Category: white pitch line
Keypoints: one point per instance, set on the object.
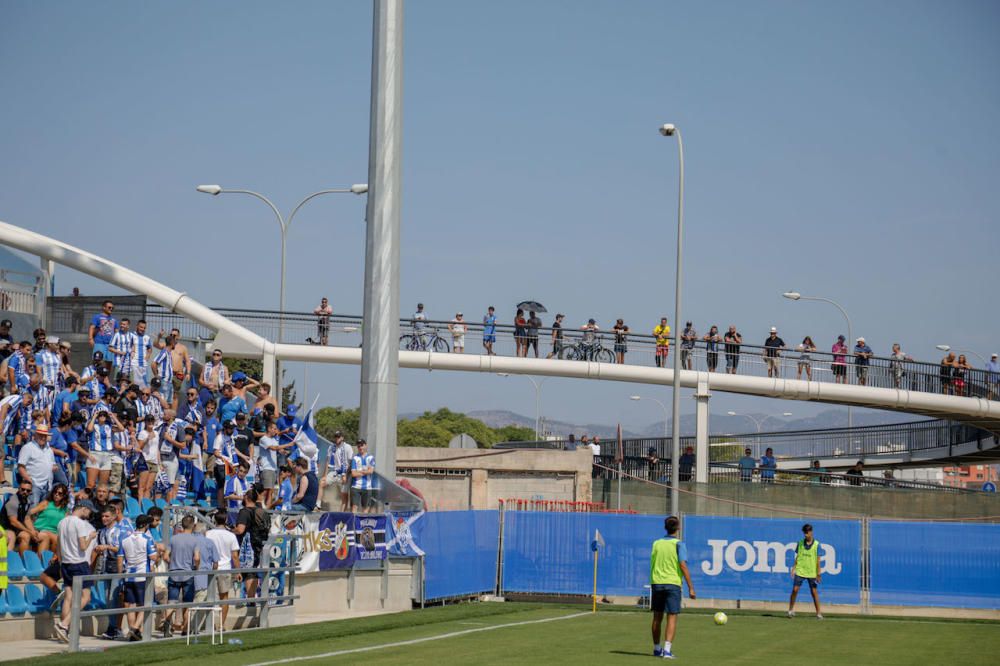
(416, 640)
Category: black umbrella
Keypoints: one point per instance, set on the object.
(532, 306)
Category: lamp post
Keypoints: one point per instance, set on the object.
(947, 348)
(759, 423)
(284, 224)
(675, 454)
(538, 398)
(796, 296)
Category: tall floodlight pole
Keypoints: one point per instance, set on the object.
(380, 333)
(675, 452)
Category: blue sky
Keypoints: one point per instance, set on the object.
(846, 150)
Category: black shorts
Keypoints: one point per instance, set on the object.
(666, 598)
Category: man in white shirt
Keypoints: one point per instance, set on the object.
(77, 538)
(227, 550)
(37, 462)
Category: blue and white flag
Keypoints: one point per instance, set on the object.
(598, 541)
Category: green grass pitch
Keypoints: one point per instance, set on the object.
(608, 637)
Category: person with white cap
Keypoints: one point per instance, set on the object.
(862, 352)
(772, 353)
(458, 328)
(993, 376)
(37, 462)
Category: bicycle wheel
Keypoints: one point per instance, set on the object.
(604, 356)
(570, 353)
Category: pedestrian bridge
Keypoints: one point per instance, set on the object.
(903, 386)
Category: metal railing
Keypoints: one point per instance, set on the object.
(843, 443)
(640, 349)
(150, 606)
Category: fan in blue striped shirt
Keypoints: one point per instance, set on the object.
(122, 347)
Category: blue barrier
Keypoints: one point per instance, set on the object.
(935, 564)
(751, 558)
(550, 552)
(460, 550)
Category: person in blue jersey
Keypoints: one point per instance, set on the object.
(136, 554)
(143, 356)
(100, 428)
(122, 348)
(490, 330)
(363, 477)
(102, 327)
(286, 490)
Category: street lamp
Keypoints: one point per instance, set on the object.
(947, 348)
(538, 399)
(796, 296)
(675, 454)
(216, 190)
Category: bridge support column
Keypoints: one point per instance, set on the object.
(701, 396)
(270, 374)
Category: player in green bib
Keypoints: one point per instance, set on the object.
(806, 570)
(667, 566)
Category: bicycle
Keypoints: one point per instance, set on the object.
(427, 340)
(587, 351)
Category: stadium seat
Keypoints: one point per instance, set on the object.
(16, 605)
(35, 597)
(32, 565)
(15, 566)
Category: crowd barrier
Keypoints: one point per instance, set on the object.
(863, 562)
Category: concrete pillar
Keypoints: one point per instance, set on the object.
(478, 493)
(380, 334)
(701, 396)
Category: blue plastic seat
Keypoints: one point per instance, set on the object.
(35, 597)
(32, 565)
(16, 605)
(15, 566)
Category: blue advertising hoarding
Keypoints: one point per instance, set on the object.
(935, 564)
(751, 558)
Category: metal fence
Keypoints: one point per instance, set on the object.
(635, 348)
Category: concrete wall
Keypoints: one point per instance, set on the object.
(456, 479)
(766, 500)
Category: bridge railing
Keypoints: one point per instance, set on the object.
(636, 348)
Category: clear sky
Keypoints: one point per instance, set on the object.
(846, 150)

**What the exercise asks:**
From the data above, copy each line where the string "black" appears.

**Response to the task:**
Category: black umbrella
Category: black shorts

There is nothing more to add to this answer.